(Photo-based referring expression data)
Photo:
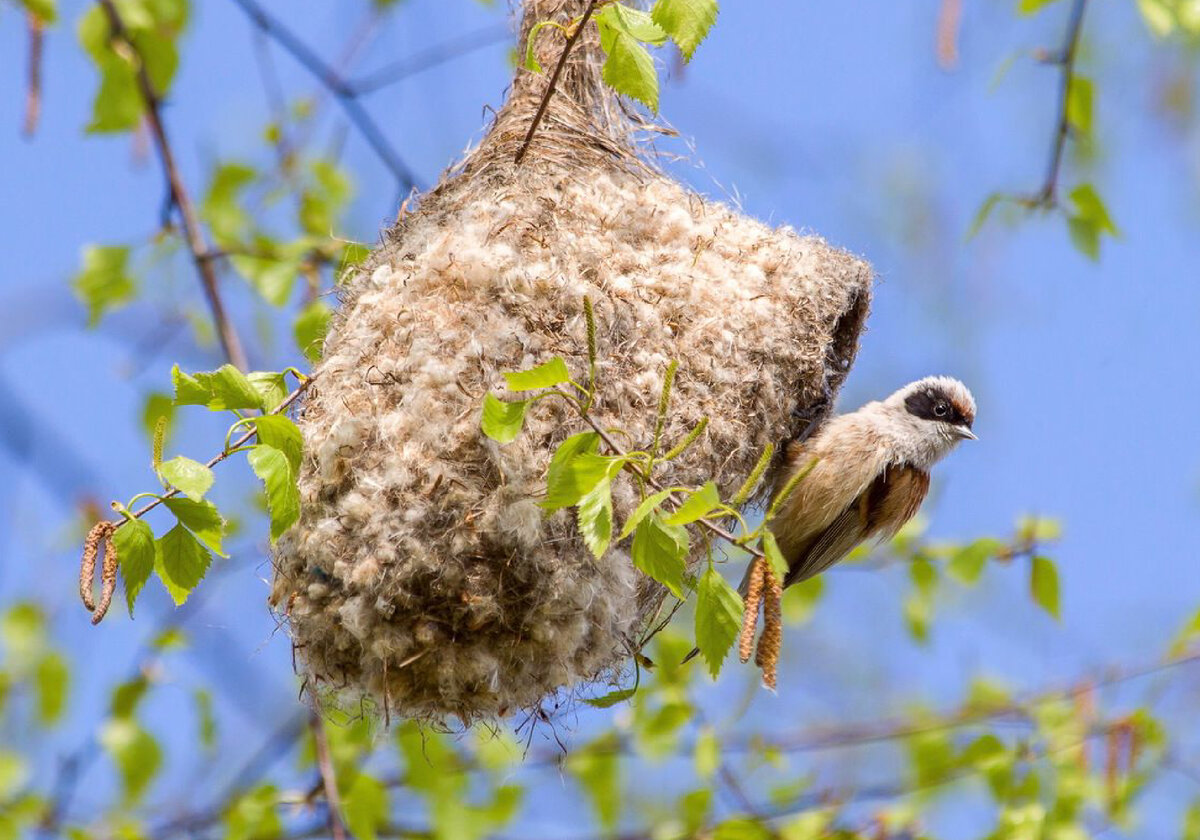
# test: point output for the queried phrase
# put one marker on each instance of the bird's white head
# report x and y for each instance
(933, 415)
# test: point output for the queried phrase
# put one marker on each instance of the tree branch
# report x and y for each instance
(342, 91)
(192, 234)
(553, 81)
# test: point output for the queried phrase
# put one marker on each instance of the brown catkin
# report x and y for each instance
(88, 564)
(772, 640)
(107, 576)
(750, 612)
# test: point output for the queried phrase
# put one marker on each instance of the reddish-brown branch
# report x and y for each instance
(553, 81)
(34, 82)
(192, 234)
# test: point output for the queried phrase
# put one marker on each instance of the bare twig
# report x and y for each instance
(1047, 196)
(192, 234)
(34, 81)
(430, 58)
(553, 81)
(342, 91)
(328, 777)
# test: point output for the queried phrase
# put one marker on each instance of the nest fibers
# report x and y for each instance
(423, 570)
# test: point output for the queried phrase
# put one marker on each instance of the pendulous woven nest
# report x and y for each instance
(423, 570)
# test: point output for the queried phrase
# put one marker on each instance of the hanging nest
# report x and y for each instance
(423, 571)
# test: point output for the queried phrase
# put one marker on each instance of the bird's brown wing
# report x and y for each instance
(891, 501)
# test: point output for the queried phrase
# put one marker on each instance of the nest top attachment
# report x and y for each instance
(423, 570)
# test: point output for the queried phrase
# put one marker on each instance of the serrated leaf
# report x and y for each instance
(365, 807)
(226, 388)
(610, 699)
(52, 679)
(1080, 96)
(136, 754)
(774, 556)
(136, 551)
(202, 519)
(271, 387)
(1044, 585)
(687, 22)
(718, 618)
(577, 477)
(503, 421)
(574, 445)
(1031, 6)
(103, 283)
(280, 479)
(190, 478)
(647, 505)
(547, 375)
(594, 517)
(629, 69)
(697, 505)
(180, 562)
(281, 432)
(659, 551)
(310, 329)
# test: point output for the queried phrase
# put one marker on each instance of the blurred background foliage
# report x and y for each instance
(1023, 174)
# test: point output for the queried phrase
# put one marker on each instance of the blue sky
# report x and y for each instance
(832, 118)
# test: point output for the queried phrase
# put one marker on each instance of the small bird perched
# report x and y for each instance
(870, 473)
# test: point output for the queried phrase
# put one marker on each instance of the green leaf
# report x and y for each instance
(202, 519)
(687, 22)
(1091, 207)
(271, 277)
(1080, 96)
(628, 69)
(611, 699)
(774, 556)
(135, 547)
(190, 478)
(229, 223)
(180, 562)
(659, 551)
(271, 387)
(365, 807)
(1031, 6)
(503, 421)
(136, 754)
(547, 375)
(281, 432)
(697, 505)
(576, 478)
(280, 479)
(718, 618)
(310, 329)
(52, 678)
(1044, 585)
(651, 503)
(103, 283)
(226, 388)
(594, 517)
(567, 451)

> _WORK REQUIRED_
Write out the records exactly. Do not carry the pictures over.

> _RESULT_
Photo:
# test: point output for the queried phrase
# put one marker on each instance of the bird's white head
# report x and y for each instance
(933, 415)
# test: point output for the queried phrase
# put one marker on each instance of the tree branch
# report x and y for each instance
(342, 91)
(192, 234)
(553, 81)
# test: point output for the queried phrase
# put one marker on each instance of the brown catkin
# report x and y for each instance
(88, 564)
(772, 640)
(107, 576)
(750, 612)
# test: point output for the queried phrase
# put one marker on each instance of the reddish-brown branch
# report x and y for each instance
(553, 81)
(34, 82)
(192, 234)
# test: point output for the queried phrase
# put one marker on each instance of the bare twig
# report x and y for each instance
(1047, 196)
(192, 234)
(34, 81)
(430, 58)
(553, 81)
(342, 91)
(328, 777)
# test: point output for the queried phrase
# put one marker on each instance of the nest fibers
# report x and y for each instance
(423, 570)
# test: point output for the queried phrase
# put one marker on each instance of the pendulous woven nest
# report x and y for each instance
(423, 570)
# test: point output for the queried phrase
# put one marker on each instance of the hanging nest
# report x and y for each instance
(423, 571)
# test: point output for the queried phrase
# put one marker on each instance of the bird's brown wing
# report x and y for each instance
(891, 501)
# test: point output for the queried phrase
# put one marker on each instance of the nest top attachment
# report x and y for each instance
(423, 570)
# test: point output for the queried phrase
# put one marker on each instance of the serrated leaf
# report x and y for each instance
(365, 807)
(226, 388)
(610, 699)
(52, 679)
(1080, 96)
(136, 754)
(774, 556)
(136, 551)
(202, 519)
(271, 387)
(1044, 585)
(687, 22)
(718, 618)
(577, 477)
(503, 421)
(574, 445)
(1031, 6)
(103, 283)
(280, 479)
(190, 478)
(647, 505)
(547, 375)
(594, 517)
(629, 69)
(697, 505)
(180, 562)
(281, 432)
(659, 551)
(310, 329)
# test: point output for the queried phrase
# put one marker on each instance of the blurred background foliage
# report x and y for each instance
(1023, 174)
# test: point output for the queried phrase
# put one marker on each instance of the blue sky
# report x and y for each instance
(832, 118)
# test: point output for the queried phrase
# put one marker on each instance of the small bird perched
# report x and y for each instance
(870, 473)
# test: point output for the queried phrase
# put one marker on each instance of the green leaf
# report x and y for each instance
(202, 519)
(687, 22)
(1091, 207)
(271, 277)
(1080, 96)
(628, 69)
(611, 699)
(774, 556)
(135, 547)
(190, 478)
(229, 223)
(180, 562)
(659, 551)
(271, 387)
(365, 807)
(1031, 6)
(503, 421)
(136, 754)
(547, 375)
(281, 432)
(697, 505)
(576, 478)
(280, 479)
(718, 618)
(310, 329)
(52, 678)
(1044, 585)
(651, 503)
(103, 283)
(226, 388)
(594, 517)
(567, 451)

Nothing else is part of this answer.